Request: Please copy the stretch of the listing below from the line containing "Target: stainless steel microwave" through the end of the listing, both ends included. Keep every line, but raise each pixel coordinate in the answers by 67.

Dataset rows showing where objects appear
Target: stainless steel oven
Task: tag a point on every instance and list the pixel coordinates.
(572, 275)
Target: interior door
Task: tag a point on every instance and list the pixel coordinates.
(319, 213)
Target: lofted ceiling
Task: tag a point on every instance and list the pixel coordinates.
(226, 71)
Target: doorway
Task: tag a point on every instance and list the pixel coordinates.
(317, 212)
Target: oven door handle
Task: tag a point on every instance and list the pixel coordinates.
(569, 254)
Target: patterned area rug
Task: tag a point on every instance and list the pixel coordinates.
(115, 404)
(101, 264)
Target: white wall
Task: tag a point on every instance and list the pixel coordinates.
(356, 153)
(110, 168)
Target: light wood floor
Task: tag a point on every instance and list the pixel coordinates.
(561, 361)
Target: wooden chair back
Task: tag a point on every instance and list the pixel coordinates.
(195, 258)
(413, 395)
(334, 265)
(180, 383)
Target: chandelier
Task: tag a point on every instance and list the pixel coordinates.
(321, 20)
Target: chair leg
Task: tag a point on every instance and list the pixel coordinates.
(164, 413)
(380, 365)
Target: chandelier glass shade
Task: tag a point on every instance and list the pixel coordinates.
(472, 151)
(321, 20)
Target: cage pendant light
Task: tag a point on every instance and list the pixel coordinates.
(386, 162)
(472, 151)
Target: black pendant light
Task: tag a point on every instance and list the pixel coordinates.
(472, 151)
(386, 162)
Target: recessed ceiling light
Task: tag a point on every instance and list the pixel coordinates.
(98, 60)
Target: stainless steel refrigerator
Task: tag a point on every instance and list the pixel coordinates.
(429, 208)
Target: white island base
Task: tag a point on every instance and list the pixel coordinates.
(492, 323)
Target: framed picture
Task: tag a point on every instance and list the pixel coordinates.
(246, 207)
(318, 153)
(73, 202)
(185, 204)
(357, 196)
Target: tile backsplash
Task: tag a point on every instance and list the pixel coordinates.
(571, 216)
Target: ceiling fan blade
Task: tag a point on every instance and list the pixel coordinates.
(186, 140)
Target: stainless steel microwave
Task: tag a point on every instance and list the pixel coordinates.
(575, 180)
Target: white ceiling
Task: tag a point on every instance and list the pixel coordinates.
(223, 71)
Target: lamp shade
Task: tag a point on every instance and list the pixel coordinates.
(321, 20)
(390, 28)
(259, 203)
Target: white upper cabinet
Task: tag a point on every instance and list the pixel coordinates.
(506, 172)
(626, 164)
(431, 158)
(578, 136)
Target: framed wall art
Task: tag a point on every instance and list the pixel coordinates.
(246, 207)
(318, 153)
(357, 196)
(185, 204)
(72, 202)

Solved problem:
Target: stainless steel microwave
Task: tag a point on every instance and list the pixel coordinates.
(642, 247)
Target: white ceiling
Task: tag a point on every instance and list the pixel coordinates.
(290, 138)
Target: lamp shade
Task: tag a point on every instance and list the pixel coordinates.
(388, 87)
(457, 95)
(326, 270)
Target: white upper cabinet
Task: tag a point on every instance and list the pixel coordinates.
(573, 239)
(693, 231)
(498, 225)
(645, 203)
Target: framed wall art
Task: tag a point on every instance and list the pixel coordinates.
(313, 274)
(385, 220)
(424, 263)
(252, 271)
(139, 269)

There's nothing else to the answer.